WORK REQUIRED:
Show every line of the items below that contains the string "target", matching case exactly. Reproduce each such line in full.

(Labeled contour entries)

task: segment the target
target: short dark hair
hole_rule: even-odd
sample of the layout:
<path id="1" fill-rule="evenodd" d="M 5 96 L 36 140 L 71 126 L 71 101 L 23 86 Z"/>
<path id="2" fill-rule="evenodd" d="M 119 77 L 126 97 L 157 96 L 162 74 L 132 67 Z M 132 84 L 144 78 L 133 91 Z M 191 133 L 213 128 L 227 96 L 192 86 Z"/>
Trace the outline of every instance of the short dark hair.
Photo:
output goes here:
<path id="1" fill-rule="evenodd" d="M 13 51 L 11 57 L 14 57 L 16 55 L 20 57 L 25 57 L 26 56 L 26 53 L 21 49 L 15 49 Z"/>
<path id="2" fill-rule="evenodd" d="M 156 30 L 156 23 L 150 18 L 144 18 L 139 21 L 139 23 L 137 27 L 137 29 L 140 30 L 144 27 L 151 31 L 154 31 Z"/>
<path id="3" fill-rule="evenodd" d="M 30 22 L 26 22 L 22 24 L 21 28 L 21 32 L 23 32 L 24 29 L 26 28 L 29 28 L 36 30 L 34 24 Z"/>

ANSWER:
task: segment the target
target: short dark hair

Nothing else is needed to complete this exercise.